§ **TASK TO CARRY OUT**
Retype every record exactly as it appears.

§ **PROVIDED RECORDS**
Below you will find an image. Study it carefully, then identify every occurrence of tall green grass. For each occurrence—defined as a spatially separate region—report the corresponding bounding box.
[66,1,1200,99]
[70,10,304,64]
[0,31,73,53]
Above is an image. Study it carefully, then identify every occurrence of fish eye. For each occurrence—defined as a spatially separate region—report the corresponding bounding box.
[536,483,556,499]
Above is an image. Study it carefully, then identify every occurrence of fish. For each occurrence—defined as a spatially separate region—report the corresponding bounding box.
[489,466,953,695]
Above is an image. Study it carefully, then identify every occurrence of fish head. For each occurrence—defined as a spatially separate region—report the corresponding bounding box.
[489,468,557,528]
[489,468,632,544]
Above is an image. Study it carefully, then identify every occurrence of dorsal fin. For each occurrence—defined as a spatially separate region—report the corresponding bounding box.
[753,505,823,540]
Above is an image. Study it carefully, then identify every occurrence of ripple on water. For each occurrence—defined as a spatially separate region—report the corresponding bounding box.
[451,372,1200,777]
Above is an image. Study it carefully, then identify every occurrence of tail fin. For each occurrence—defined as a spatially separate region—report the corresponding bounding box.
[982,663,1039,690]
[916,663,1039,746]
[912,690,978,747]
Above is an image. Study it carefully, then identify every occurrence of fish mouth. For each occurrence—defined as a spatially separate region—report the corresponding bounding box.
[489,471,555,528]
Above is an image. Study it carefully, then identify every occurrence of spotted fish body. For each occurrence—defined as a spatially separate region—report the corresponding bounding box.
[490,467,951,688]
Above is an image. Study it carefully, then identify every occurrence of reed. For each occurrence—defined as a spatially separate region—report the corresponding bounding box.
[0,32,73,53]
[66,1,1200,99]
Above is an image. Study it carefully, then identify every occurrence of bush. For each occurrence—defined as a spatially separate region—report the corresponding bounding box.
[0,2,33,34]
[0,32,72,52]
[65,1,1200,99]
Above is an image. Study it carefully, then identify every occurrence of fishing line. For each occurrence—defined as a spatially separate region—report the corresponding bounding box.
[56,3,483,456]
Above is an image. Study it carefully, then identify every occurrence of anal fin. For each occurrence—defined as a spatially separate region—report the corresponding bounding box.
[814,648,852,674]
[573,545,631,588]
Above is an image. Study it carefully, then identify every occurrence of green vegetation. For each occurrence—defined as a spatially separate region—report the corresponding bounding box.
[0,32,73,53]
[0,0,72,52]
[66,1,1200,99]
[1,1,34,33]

§ **OUTPUT OF THE TASK**
Below you will find an image. Study it carefully, then identify every occurrence of tall green grass. For each occurrence—defined as a spatially separate region—report the corresponding bounding box.
[66,1,1200,99]
[70,10,304,64]
[0,31,73,53]
Above is an image. Study it carefully, then identify every occurrence of fish eye. For each occurrence—defined as a spatially separate region—report the corresponding bounding box.
[536,483,556,499]
Above is an image. Study it carefully, then identify every occurrence of fish. For each occurrence—defined as a spatially separate region—report the corresponding bounding box.
[489,466,953,695]
Above is an image. Study it carefully, then identify every occurrence of fish head. For each occurrence—defined as a spatially separate region—report the corresponding bounding box.
[489,468,557,528]
[489,468,632,544]
Above is an image. Study it carefully, then identify every occurrence of dorsal fin. For each occurrence—defined as a spatially separate region—report the corresponding bounding box.
[753,505,823,540]
Above is an image. Study it carefully, then identify every occurrence of ripple on water. For each occurrence—defined as a spatially separate region—report the corresponding bounding box.
[451,372,1200,777]
Above is an image. Study it carefully, then identify every occurrence of tail fin. For each occurrence—defined as a spatially separate region—report the corresponding bounding box.
[982,663,1039,690]
[916,663,1039,746]
[912,690,978,747]
Above is an image. Study it carefully, then identify every occurrence of fish mouth. For each occurrence—defined as a spatially separate region—report the corresponding bounding box.
[489,471,555,528]
Above is an image. Study it carefully, then identify every occurrence of spotted fish body. For each occurrence—defined as a spatially separate region—report the corresponding bounding box.
[490,467,951,688]
Above is an image. Study it carefully, then identify every occurrence of reed. For each occurrence—defined as a spatially separate region—report the corresponding bounding box.
[0,32,73,53]
[66,1,1200,99]
Above is an image. Study it carefully, then identify every occurrence of bush. For each occurrence—defined as a spatially separate region—report the corresponding bounding box.
[0,2,33,34]
[0,32,72,52]
[65,1,1200,99]
Above is an image. Study it carefully, then identify every occurrence of fishing line. For each occurrence—defined as a spatially separate region—report the corresponding bounding box.
[56,3,483,456]
Above is an image. Study it carefully, then identify every occurrence of anal fin. For each occurrence—defined as a spatially separate region—report the corresponding bounding box.
[814,648,852,674]
[573,545,631,588]
Above is an image. Study it carefully, then identify every occurrence of green vegetation. For each occurrence—defined as a spatially separate region—report the corresponding bounding box.
[0,32,73,53]
[0,0,72,52]
[66,1,1200,99]
[1,1,34,33]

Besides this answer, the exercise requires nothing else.